**Consignes**.
Extrayez intégralement le texte sur l'hôpital al-Shifa de Gaza, sans modifier un seul caractère.

Le lieu est l'un des rares endroits sûrs du territoire palestinien. Les blessés y arrivent les uns après les autres mais aussi des visiteurs politiques.L'hôpital central al-Shifa est devenu ces derniers jours un lieu de rassemblement et un forum politique permanent dans Gaza bombardée. Al-Shifa est considéré comme l'un des rares endroits sûrs d'une ville où les bombes et les missiles israéliens s'abattent un peu partout depuis presque une semaine.
Une partie des visiteurs sont des proches des blessés ou des morts, dont le nombre a subitement augmenté au cours des deux derniers jours, pour atteindre plus de 120 mardi soir.
La relative sécurité de l'hôpital attire aussi ceux qui craignent d'être victime des assassinats ciblés israéliens. Les cadres du Hamas, passés à une semi-clandestinité depuis la mort d'Ahmed al-Jaabari mercredi dernier, n'apparaissent plus en public que dans cette enceinte, surgissant soudainement avant de disparaître à nouveau. C'est là qu'Ismaël Haniyeh, premier ministre du Hamas à Gaza, a fait une brève apparition au début des bombardements.
Les délégations étrangères à Gaza, Égyptiens, Turcs et Tunisiens, se succèdent aussi à al-Shifa pour de brefs points de presse. Leurs véhicules sont garés moteur tournant dans la cour, en attendant leurs occupants manifestement anxieux de s'éterniser sur place.

**Extraits de données**.
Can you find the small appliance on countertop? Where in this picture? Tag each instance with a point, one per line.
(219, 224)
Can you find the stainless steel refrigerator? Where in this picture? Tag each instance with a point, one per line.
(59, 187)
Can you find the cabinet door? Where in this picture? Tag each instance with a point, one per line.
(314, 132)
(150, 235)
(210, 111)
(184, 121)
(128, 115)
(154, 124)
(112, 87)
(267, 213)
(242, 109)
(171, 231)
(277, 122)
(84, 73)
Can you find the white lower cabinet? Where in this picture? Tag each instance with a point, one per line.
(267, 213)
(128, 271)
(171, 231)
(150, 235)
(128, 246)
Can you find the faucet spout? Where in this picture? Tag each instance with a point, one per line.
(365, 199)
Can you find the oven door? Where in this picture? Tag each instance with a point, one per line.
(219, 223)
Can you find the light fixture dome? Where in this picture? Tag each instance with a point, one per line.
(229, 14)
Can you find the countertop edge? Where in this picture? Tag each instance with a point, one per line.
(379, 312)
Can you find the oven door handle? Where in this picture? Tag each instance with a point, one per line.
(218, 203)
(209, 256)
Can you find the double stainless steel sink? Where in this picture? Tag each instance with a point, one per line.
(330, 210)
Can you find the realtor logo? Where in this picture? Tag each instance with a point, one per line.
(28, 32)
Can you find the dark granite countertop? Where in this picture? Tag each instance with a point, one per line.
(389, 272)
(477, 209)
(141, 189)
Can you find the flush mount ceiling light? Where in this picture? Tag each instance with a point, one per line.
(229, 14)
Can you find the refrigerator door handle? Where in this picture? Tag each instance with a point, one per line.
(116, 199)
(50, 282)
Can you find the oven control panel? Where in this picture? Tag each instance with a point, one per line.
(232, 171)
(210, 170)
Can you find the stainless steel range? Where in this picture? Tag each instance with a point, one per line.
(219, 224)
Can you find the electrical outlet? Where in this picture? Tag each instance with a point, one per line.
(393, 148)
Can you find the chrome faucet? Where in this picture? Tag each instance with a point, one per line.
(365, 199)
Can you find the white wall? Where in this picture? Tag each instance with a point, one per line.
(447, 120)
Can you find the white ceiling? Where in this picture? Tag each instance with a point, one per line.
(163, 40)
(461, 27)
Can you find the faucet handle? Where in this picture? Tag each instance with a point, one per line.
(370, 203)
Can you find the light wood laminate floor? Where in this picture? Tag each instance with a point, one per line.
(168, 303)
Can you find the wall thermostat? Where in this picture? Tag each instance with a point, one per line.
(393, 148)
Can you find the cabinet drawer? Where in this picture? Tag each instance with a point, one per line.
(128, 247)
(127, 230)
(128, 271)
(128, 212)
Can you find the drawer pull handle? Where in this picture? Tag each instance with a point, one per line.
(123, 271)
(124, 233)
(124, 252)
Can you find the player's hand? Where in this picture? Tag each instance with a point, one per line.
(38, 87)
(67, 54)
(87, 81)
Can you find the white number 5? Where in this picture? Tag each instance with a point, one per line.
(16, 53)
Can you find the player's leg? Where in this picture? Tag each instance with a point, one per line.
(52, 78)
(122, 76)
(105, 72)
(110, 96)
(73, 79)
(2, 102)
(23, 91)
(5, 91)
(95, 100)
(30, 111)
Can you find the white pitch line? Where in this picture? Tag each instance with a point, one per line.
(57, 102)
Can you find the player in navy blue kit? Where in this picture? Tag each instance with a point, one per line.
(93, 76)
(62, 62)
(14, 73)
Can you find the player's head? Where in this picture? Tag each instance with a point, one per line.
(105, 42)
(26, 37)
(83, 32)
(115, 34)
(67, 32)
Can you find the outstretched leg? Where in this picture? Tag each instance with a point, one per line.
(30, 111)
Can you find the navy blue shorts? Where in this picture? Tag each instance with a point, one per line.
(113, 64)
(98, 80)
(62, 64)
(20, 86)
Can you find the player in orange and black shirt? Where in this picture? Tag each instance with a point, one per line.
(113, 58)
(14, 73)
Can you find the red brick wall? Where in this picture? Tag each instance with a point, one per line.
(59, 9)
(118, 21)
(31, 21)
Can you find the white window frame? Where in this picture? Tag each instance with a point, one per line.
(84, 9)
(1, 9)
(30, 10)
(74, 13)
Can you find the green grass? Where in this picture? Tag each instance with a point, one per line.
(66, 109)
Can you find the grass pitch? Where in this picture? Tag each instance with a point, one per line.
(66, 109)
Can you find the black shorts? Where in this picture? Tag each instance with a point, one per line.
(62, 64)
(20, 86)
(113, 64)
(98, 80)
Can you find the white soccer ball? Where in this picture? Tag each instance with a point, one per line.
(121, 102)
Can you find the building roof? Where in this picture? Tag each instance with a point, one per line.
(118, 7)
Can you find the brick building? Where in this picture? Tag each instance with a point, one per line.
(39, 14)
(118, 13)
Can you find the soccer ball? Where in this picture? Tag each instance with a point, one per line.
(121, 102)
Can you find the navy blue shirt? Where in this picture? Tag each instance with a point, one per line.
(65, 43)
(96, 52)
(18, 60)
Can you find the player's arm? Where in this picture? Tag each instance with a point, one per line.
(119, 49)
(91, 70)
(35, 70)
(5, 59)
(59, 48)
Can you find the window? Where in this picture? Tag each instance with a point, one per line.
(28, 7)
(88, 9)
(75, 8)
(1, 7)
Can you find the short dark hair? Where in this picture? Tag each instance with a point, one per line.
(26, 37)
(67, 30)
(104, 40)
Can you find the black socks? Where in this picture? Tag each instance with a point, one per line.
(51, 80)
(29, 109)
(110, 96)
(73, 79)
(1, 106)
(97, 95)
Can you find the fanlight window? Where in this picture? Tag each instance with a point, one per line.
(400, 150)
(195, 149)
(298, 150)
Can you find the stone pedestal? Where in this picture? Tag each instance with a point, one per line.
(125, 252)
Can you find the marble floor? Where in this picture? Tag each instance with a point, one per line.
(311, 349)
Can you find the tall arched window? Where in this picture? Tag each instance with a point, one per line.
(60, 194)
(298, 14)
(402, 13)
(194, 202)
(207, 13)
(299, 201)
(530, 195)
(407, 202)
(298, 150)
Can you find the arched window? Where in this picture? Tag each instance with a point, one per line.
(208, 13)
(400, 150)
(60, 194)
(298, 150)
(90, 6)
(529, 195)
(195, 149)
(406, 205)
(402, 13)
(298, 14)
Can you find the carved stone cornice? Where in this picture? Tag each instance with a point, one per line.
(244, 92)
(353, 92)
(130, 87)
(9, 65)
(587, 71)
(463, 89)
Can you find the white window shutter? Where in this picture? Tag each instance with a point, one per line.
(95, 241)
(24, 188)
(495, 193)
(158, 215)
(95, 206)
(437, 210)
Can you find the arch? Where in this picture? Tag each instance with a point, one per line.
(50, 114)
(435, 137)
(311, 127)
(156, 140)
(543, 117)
---
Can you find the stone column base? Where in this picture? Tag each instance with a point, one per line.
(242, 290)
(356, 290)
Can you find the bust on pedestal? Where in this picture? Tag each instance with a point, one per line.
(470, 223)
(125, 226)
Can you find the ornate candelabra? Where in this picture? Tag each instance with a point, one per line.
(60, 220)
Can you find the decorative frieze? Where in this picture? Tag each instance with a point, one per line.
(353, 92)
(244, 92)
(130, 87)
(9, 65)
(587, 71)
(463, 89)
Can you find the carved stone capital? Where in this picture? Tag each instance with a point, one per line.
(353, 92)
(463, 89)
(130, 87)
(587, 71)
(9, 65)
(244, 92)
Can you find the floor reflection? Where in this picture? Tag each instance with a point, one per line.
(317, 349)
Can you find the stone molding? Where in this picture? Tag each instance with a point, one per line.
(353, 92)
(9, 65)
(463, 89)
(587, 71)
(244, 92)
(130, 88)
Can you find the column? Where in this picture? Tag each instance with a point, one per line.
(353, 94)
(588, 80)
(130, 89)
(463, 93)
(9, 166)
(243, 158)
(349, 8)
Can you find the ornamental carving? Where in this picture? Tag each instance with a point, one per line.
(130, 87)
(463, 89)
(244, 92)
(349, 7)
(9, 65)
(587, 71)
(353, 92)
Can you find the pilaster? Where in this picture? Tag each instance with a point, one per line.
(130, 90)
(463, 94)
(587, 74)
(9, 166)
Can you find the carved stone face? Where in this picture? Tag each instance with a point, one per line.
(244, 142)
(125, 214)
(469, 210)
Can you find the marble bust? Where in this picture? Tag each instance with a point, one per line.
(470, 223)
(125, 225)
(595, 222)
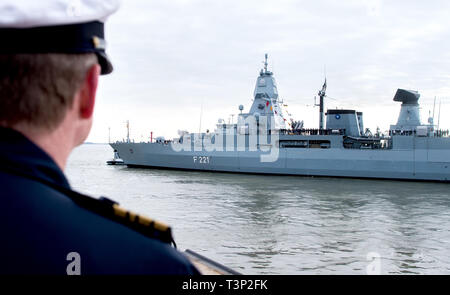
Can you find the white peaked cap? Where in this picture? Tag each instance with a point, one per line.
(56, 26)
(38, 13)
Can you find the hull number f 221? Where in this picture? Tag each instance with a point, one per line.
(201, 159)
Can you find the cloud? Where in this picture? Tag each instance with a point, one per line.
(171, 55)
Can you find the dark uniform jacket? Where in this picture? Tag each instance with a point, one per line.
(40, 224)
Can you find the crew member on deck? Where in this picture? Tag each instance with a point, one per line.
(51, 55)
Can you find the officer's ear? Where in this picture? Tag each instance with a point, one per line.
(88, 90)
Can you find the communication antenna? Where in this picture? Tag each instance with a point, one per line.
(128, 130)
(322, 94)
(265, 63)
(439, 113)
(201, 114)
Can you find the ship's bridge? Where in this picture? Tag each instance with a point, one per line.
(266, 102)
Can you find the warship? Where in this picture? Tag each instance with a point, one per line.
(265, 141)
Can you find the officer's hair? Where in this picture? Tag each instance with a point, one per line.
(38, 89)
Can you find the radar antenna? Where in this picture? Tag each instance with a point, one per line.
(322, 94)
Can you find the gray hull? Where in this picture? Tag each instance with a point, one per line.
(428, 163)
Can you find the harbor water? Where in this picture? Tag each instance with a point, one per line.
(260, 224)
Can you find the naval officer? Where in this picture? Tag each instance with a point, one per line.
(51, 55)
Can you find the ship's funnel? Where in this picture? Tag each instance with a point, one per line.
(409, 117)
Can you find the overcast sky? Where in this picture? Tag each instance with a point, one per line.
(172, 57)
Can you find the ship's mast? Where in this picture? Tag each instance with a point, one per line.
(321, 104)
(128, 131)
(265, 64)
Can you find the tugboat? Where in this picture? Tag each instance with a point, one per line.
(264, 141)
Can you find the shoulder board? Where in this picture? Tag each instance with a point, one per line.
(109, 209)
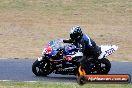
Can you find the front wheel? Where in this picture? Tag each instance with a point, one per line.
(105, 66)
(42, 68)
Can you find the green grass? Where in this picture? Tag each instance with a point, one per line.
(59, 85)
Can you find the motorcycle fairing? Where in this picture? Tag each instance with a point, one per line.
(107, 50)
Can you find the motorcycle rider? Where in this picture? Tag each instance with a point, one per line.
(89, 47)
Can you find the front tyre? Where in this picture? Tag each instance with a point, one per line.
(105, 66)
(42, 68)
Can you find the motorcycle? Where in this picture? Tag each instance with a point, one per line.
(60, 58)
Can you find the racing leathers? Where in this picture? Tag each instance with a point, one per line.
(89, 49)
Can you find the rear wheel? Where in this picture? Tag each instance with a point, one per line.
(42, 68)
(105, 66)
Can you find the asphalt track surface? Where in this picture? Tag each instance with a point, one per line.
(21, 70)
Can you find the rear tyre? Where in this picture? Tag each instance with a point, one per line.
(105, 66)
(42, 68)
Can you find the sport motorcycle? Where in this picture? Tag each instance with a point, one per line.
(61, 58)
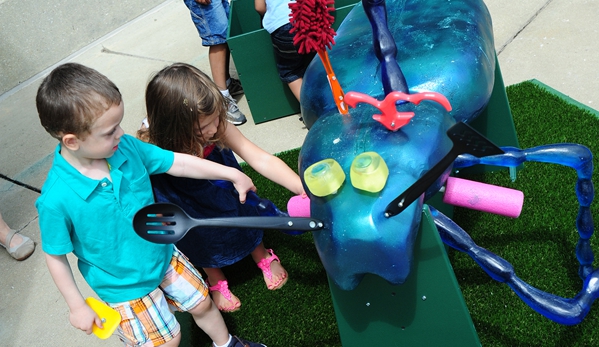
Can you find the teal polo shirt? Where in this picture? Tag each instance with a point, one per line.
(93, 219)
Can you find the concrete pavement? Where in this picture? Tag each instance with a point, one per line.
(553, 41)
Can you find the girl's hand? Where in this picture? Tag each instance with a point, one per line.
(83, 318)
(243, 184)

**Réponse ci-dessous**.
Le lieu est l'un des rares endroits sûrs du territoire palestinien. Les blessés y arrivent les uns après les autres mais aussi des visiteurs politiques.L'hôpital central al-Shifa est devenu ces derniers jours un lieu de rassemblement et un forum politique permanent dans Gaza bombardée. Al-Shifa est considéré comme l'un des rares endroits sûrs d'une ville où les bombes et les missiles israéliens s'abattent un peu partout depuis presque une semaine.
Une partie des visiteurs sont des proches des blessés ou des morts, dont le nombre a subitement augmenté au cours des deux derniers jours, pour atteindre plus de 120 mardi soir.
La relative sécurité de l'hôpital attire aussi ceux qui craignent d'être victime des assassinats ciblés israéliens. Les cadres du Hamas, passés à une semi-clandestinité depuis la mort d'Ahmed al-Jaabari mercredi dernier, n'apparaissent plus en public que dans cette enceinte, surgissant soudainement avant de disparaître à nouveau. C'est là qu'Ismaël Haniyeh, premier ministre du Hamas à Gaza, a fait une brève apparition au début des bombardements.
Les délégations étrangères à Gaza, Égyptiens, Turcs et Tunisiens, se succèdent aussi à al-Shifa pour de brefs points de presse. Leurs véhicules sont garés moteur tournant dans la cour, en attendant leurs occupants manifestement anxieux de s'éterniser sur place.